begin
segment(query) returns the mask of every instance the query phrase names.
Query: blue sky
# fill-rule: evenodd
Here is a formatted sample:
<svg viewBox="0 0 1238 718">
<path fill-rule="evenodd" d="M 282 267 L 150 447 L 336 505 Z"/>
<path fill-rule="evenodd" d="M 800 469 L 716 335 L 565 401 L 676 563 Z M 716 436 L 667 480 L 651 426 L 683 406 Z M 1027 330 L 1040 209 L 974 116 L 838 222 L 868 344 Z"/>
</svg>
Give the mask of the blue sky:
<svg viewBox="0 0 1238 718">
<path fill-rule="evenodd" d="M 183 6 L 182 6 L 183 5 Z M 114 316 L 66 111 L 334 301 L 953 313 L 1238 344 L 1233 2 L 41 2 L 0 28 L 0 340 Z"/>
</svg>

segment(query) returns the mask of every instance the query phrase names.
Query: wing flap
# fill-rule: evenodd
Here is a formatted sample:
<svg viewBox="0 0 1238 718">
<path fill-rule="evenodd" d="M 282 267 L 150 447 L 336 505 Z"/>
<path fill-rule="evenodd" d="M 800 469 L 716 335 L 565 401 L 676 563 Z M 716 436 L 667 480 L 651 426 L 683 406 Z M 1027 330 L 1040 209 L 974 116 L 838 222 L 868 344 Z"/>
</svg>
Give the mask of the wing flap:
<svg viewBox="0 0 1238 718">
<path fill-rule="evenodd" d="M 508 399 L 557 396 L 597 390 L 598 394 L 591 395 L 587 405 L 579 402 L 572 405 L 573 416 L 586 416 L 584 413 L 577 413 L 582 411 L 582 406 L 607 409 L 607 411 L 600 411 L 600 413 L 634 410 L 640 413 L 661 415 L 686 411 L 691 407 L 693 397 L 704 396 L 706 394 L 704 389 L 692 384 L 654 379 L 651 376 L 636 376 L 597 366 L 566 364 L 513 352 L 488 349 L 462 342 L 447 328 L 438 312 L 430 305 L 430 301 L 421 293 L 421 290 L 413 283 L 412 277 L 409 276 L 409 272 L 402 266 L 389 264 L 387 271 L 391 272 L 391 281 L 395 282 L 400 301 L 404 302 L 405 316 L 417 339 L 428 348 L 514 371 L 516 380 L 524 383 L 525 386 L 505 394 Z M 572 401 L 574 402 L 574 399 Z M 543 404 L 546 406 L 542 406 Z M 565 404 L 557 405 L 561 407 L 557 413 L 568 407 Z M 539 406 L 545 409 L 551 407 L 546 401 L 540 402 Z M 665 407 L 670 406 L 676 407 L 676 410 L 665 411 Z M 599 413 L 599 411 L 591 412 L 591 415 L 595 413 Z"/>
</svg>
end
**WORK TO COMPLETE**
Give a word-for-word copy of the records.

**THE RESULT**
segment(query) returns the mask of every instance the query phrase names.
Query: blue sky
# fill-rule: evenodd
Here is a formatted sample:
<svg viewBox="0 0 1238 718">
<path fill-rule="evenodd" d="M 282 267 L 150 447 L 336 505 Z"/>
<path fill-rule="evenodd" d="M 800 469 L 716 335 L 565 401 L 676 563 Z M 716 436 L 667 480 L 651 426 L 683 406 Z M 1027 330 L 1040 209 L 974 116 L 838 222 L 868 344 Z"/>
</svg>
Give the mask of the blue sky:
<svg viewBox="0 0 1238 718">
<path fill-rule="evenodd" d="M 183 6 L 182 6 L 183 5 Z M 114 316 L 66 111 L 334 301 L 953 313 L 1238 344 L 1233 2 L 41 2 L 0 28 L 0 340 Z"/>
</svg>

segment(query) returns the mask of every instance the query phrase names.
Query: wing flap
# fill-rule: evenodd
Here is a formatted sample:
<svg viewBox="0 0 1238 718">
<path fill-rule="evenodd" d="M 282 267 L 150 447 L 336 505 Z"/>
<path fill-rule="evenodd" d="M 800 469 L 716 335 L 565 401 L 676 563 Z M 716 436 L 667 480 L 651 426 L 683 406 Z M 1027 330 L 1040 209 L 974 116 L 838 222 L 868 344 Z"/>
</svg>
Give the mask of the wing flap:
<svg viewBox="0 0 1238 718">
<path fill-rule="evenodd" d="M 508 399 L 557 396 L 597 390 L 598 394 L 591 395 L 587 405 L 579 402 L 572 405 L 573 416 L 586 416 L 584 413 L 577 413 L 582 411 L 582 406 L 607 409 L 607 411 L 600 411 L 600 413 L 634 410 L 640 413 L 661 415 L 686 411 L 691 407 L 693 397 L 704 396 L 706 394 L 704 389 L 692 384 L 654 379 L 651 376 L 636 376 L 597 366 L 566 364 L 513 352 L 488 349 L 462 342 L 447 328 L 438 312 L 430 305 L 430 301 L 421 293 L 421 290 L 413 283 L 412 277 L 409 276 L 409 272 L 402 266 L 389 264 L 387 271 L 391 272 L 391 281 L 395 282 L 400 301 L 404 302 L 405 316 L 417 339 L 428 348 L 514 371 L 516 380 L 524 383 L 525 386 L 505 394 Z M 572 401 L 574 402 L 574 399 Z M 543 404 L 546 406 L 542 406 Z M 565 404 L 557 405 L 561 407 L 557 413 L 568 407 Z M 539 406 L 545 409 L 551 407 L 546 401 L 540 402 Z M 665 407 L 670 406 L 676 407 L 676 410 L 665 411 Z M 599 413 L 599 411 L 591 412 L 591 415 L 595 413 Z"/>
</svg>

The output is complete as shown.